• Recorded information:
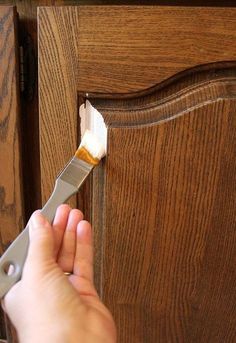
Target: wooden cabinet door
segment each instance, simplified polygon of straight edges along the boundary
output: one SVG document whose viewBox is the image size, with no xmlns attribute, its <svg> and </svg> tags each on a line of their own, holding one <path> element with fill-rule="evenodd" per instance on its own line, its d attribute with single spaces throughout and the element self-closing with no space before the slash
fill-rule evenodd
<svg viewBox="0 0 236 343">
<path fill-rule="evenodd" d="M 16 19 L 14 7 L 0 6 L 0 254 L 23 228 Z M 1 338 L 6 338 L 3 313 Z"/>
<path fill-rule="evenodd" d="M 42 196 L 87 99 L 108 154 L 74 205 L 119 342 L 236 339 L 236 9 L 40 8 Z"/>
</svg>

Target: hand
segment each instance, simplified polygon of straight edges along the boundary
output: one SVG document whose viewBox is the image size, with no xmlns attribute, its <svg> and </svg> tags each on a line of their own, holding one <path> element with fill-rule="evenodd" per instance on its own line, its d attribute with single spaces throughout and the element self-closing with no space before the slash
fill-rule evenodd
<svg viewBox="0 0 236 343">
<path fill-rule="evenodd" d="M 113 318 L 93 284 L 91 225 L 82 219 L 68 205 L 57 209 L 53 225 L 40 211 L 32 215 L 22 279 L 3 301 L 20 342 L 116 341 Z"/>
</svg>

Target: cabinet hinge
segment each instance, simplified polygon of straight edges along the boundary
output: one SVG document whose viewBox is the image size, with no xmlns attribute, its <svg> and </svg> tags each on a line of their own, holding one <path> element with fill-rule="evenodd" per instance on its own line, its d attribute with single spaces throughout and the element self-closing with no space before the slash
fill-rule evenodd
<svg viewBox="0 0 236 343">
<path fill-rule="evenodd" d="M 36 57 L 33 40 L 27 33 L 21 39 L 19 48 L 20 59 L 20 92 L 24 100 L 31 101 L 34 97 L 36 82 Z"/>
</svg>

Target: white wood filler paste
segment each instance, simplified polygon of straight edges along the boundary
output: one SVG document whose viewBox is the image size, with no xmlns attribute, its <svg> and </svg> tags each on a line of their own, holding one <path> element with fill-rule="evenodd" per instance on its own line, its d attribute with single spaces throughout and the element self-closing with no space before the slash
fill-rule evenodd
<svg viewBox="0 0 236 343">
<path fill-rule="evenodd" d="M 93 133 L 94 136 L 97 137 L 98 141 L 103 145 L 105 156 L 107 152 L 107 127 L 101 113 L 99 113 L 96 108 L 94 108 L 91 103 L 86 100 L 86 103 L 80 106 L 79 115 L 81 118 L 81 137 L 84 137 L 84 134 L 87 130 Z"/>
</svg>

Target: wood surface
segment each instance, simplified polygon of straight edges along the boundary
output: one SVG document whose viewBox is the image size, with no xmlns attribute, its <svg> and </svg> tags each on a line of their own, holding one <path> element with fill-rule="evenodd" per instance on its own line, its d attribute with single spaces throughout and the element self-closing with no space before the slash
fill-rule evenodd
<svg viewBox="0 0 236 343">
<path fill-rule="evenodd" d="M 233 8 L 81 6 L 78 11 L 82 91 L 137 91 L 189 68 L 236 59 Z"/>
<path fill-rule="evenodd" d="M 0 7 L 0 253 L 23 228 L 16 11 Z M 2 321 L 2 320 L 1 320 Z M 1 328 L 1 338 L 5 331 Z"/>
<path fill-rule="evenodd" d="M 178 96 L 90 99 L 109 128 L 93 208 L 119 342 L 236 338 L 236 68 L 207 74 Z"/>
<path fill-rule="evenodd" d="M 78 104 L 108 125 L 84 200 L 118 341 L 233 342 L 235 9 L 41 8 L 38 20 L 43 199 L 78 143 Z"/>
</svg>

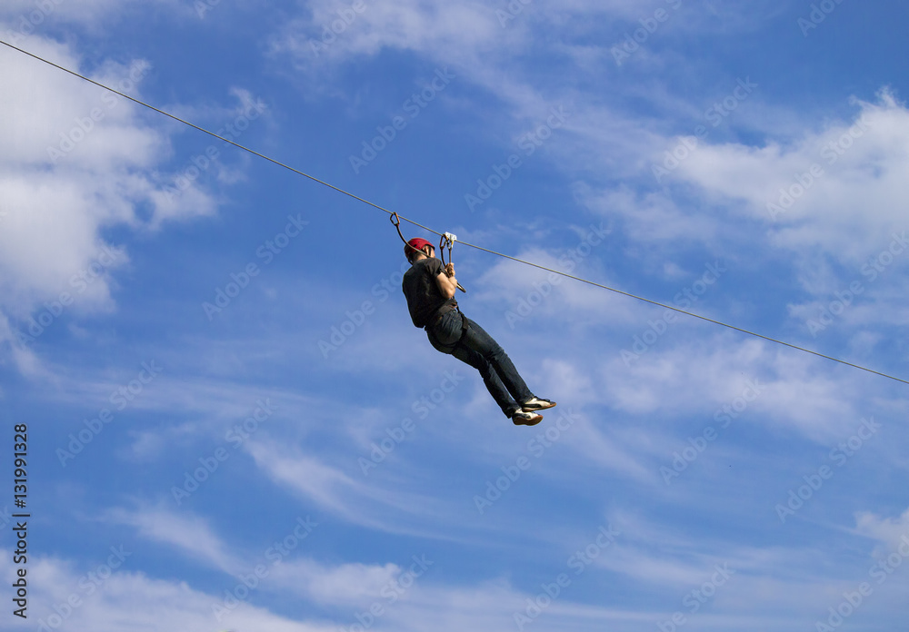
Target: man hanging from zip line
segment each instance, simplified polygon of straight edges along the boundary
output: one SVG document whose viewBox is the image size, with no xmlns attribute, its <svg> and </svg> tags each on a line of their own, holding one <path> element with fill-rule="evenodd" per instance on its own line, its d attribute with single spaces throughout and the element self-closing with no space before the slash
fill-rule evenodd
<svg viewBox="0 0 909 632">
<path fill-rule="evenodd" d="M 407 242 L 405 256 L 411 268 L 402 289 L 416 327 L 423 327 L 437 351 L 453 355 L 480 371 L 495 403 L 517 426 L 535 426 L 543 410 L 554 401 L 534 396 L 517 372 L 508 354 L 482 327 L 461 313 L 454 291 L 454 267 L 443 266 L 432 243 L 418 237 Z M 519 403 L 520 402 L 520 403 Z"/>
</svg>

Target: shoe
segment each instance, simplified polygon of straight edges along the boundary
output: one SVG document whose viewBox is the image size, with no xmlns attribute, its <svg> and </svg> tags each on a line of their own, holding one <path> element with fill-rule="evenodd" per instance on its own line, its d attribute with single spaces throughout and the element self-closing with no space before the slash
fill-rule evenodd
<svg viewBox="0 0 909 632">
<path fill-rule="evenodd" d="M 512 423 L 515 426 L 535 426 L 542 420 L 543 415 L 537 415 L 534 412 L 515 410 L 514 414 L 512 415 Z"/>
<path fill-rule="evenodd" d="M 521 410 L 524 412 L 534 412 L 534 410 L 545 410 L 547 408 L 555 406 L 554 401 L 541 400 L 538 397 L 531 398 L 529 401 L 521 404 Z"/>
</svg>

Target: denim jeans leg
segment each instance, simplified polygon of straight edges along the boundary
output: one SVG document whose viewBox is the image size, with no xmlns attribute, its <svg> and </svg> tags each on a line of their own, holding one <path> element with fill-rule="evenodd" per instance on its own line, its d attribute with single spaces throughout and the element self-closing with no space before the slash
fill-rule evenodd
<svg viewBox="0 0 909 632">
<path fill-rule="evenodd" d="M 508 392 L 516 401 L 524 402 L 532 399 L 534 393 L 527 388 L 524 378 L 517 372 L 514 363 L 512 362 L 511 358 L 508 357 L 501 345 L 469 318 L 467 322 L 470 324 L 470 329 L 467 330 L 467 335 L 464 336 L 463 344 L 483 355 L 495 370 L 502 383 L 504 384 Z"/>
<path fill-rule="evenodd" d="M 485 351 L 485 348 L 482 343 L 483 339 L 479 338 L 474 340 L 471 344 L 468 343 L 468 339 L 473 338 L 472 330 L 475 327 L 479 331 L 482 331 L 489 341 L 492 341 L 494 346 L 497 347 L 498 345 L 495 345 L 495 341 L 493 341 L 493 339 L 490 338 L 485 331 L 483 331 L 479 325 L 468 319 L 467 321 L 470 323 L 470 329 L 467 330 L 467 334 L 464 336 L 464 341 L 462 341 L 462 344 L 455 346 L 455 343 L 461 337 L 462 318 L 464 317 L 462 316 L 460 312 L 450 311 L 443 316 L 442 320 L 437 324 L 433 327 L 427 327 L 426 333 L 429 335 L 429 341 L 437 351 L 442 351 L 443 353 L 454 355 L 462 362 L 476 369 L 480 372 L 480 376 L 483 378 L 483 383 L 485 384 L 486 390 L 489 391 L 489 394 L 492 395 L 495 403 L 498 404 L 500 409 L 502 409 L 502 412 L 505 415 L 505 417 L 510 418 L 512 414 L 515 410 L 520 410 L 521 407 L 508 394 L 508 390 L 502 383 L 502 380 L 499 378 L 499 371 L 496 370 L 495 366 L 490 363 L 489 360 L 486 358 L 486 355 L 488 354 L 484 351 L 477 351 L 477 347 Z M 520 380 L 520 376 L 518 379 Z M 529 399 L 529 397 L 527 399 Z M 521 401 L 526 401 L 526 400 L 521 400 Z"/>
</svg>

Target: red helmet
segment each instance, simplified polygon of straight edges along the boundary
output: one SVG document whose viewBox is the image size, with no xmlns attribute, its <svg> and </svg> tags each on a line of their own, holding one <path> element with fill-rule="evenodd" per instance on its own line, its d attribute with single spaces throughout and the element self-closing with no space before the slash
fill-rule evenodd
<svg viewBox="0 0 909 632">
<path fill-rule="evenodd" d="M 435 250 L 435 246 L 432 244 L 431 242 L 427 242 L 425 239 L 420 239 L 419 237 L 415 237 L 414 239 L 407 242 L 407 244 L 404 247 L 404 254 L 405 257 L 407 257 L 407 260 L 409 261 L 410 255 L 414 254 L 414 252 L 417 251 L 422 251 L 426 246 L 429 246 L 430 248 L 433 248 Z"/>
</svg>

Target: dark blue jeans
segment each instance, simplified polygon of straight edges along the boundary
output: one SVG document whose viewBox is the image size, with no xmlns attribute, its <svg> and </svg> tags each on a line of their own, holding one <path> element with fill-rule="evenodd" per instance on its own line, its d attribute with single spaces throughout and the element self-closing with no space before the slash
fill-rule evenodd
<svg viewBox="0 0 909 632">
<path fill-rule="evenodd" d="M 464 340 L 456 344 L 461 338 L 462 318 L 467 320 L 470 327 Z M 499 343 L 457 310 L 446 313 L 437 323 L 427 326 L 426 334 L 429 342 L 437 351 L 453 355 L 480 371 L 486 390 L 506 417 L 510 418 L 521 409 L 518 402 L 524 403 L 534 397 Z"/>
</svg>

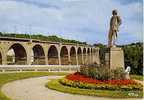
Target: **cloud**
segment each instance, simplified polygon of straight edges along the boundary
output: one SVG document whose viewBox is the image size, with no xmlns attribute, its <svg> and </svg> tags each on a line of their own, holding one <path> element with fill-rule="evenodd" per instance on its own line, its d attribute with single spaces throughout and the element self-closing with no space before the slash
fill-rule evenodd
<svg viewBox="0 0 144 100">
<path fill-rule="evenodd" d="M 107 43 L 113 9 L 118 9 L 123 22 L 118 43 L 141 41 L 139 0 L 1 0 L 0 30 L 13 32 L 16 27 L 22 33 L 31 31 L 88 43 Z"/>
</svg>

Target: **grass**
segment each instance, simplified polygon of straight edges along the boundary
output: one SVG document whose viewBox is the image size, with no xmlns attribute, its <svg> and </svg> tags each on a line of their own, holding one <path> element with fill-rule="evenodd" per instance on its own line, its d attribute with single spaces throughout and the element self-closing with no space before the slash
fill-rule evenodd
<svg viewBox="0 0 144 100">
<path fill-rule="evenodd" d="M 132 79 L 143 81 L 143 75 L 130 75 Z"/>
<path fill-rule="evenodd" d="M 64 93 L 99 96 L 99 97 L 142 98 L 143 96 L 143 93 L 140 91 L 118 91 L 118 90 L 112 91 L 112 90 L 92 90 L 92 89 L 74 88 L 60 84 L 59 80 L 52 80 L 48 82 L 46 87 Z"/>
<path fill-rule="evenodd" d="M 0 89 L 1 87 L 11 81 L 38 77 L 38 76 L 47 76 L 47 75 L 66 75 L 68 73 L 64 72 L 21 72 L 21 73 L 0 73 Z M 10 100 L 0 91 L 0 100 Z"/>
</svg>

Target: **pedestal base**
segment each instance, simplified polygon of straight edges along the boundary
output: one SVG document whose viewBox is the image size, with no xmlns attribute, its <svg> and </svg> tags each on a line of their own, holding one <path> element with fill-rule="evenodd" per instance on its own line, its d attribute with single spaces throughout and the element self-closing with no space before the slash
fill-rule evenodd
<svg viewBox="0 0 144 100">
<path fill-rule="evenodd" d="M 119 47 L 111 47 L 105 53 L 105 63 L 110 69 L 124 68 L 124 53 Z"/>
</svg>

• Task to complete: Write out the lines starting with the one containing "Target: wood surface" and going on through the one containing "178 96 L 90", keeping every character as it appears.

• Result of the task:
Target: wood surface
segment each instance, simplified polygon of straight edges along the boundary
output: one SVG document whose viewBox is the image size, with no xmlns attribute, its <svg> and </svg> tags each on a line of their own, holding one <path> element with fill-rule="evenodd" per instance on its own line, its d attribute with single spaces throughout and the element self-closing with no space before the slash
fill-rule evenodd
<svg viewBox="0 0 236 343">
<path fill-rule="evenodd" d="M 233 8 L 81 6 L 78 11 L 82 91 L 137 91 L 189 68 L 236 59 Z"/>
<path fill-rule="evenodd" d="M 0 7 L 0 253 L 23 228 L 16 11 Z M 2 321 L 2 320 L 1 320 Z M 1 328 L 1 338 L 5 331 Z"/>
<path fill-rule="evenodd" d="M 178 96 L 90 99 L 109 128 L 93 208 L 119 342 L 236 338 L 236 68 L 207 74 Z"/>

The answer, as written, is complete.